Information provided —
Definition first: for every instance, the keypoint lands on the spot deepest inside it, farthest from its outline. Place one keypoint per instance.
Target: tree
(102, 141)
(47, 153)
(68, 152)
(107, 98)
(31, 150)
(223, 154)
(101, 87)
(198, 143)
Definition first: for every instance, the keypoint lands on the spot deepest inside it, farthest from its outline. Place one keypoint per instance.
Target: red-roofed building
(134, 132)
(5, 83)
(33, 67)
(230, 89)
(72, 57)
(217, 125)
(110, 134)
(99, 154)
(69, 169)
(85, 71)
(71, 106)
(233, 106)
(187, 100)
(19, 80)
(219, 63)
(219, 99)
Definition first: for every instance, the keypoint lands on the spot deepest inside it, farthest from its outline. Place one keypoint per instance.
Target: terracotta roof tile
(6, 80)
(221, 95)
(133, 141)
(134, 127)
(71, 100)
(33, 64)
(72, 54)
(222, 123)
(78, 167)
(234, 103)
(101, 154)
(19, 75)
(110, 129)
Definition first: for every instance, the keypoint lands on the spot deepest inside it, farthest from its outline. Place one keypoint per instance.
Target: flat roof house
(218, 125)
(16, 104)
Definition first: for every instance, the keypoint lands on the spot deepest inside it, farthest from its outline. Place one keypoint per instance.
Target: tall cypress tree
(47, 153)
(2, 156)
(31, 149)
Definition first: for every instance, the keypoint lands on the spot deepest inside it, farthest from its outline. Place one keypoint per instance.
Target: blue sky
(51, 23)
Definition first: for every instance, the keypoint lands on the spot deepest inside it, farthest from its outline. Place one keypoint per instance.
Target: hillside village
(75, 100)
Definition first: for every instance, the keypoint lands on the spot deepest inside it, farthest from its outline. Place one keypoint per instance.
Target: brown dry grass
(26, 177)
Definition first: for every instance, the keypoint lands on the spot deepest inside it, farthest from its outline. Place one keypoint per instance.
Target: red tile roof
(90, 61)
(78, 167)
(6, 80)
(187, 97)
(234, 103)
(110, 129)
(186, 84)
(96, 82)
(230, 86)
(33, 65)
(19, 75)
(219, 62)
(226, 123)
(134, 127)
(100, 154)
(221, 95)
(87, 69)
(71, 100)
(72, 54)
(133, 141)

What the exercise asks — Exactly the lines from the one containing "Target: hillside village" through the end of the records should be reproduced, and no others.

Answer to the exercise —
Target: hillside village
(75, 100)
Definition first: for every instance, the keypoint lands on the spot deepest inside it, farthest from its outline. Place one keypoint per instance.
Target: brown dry grass
(26, 177)
Definition first: for every instance, the keypoint lands on the spot deepest inside it, farthest from its outline. Place one keypoint per instance.
Target: red tile roof
(90, 61)
(78, 167)
(6, 80)
(187, 97)
(234, 103)
(110, 129)
(186, 84)
(96, 82)
(230, 86)
(33, 65)
(19, 75)
(219, 62)
(226, 123)
(134, 127)
(100, 154)
(221, 95)
(87, 69)
(71, 100)
(72, 54)
(133, 141)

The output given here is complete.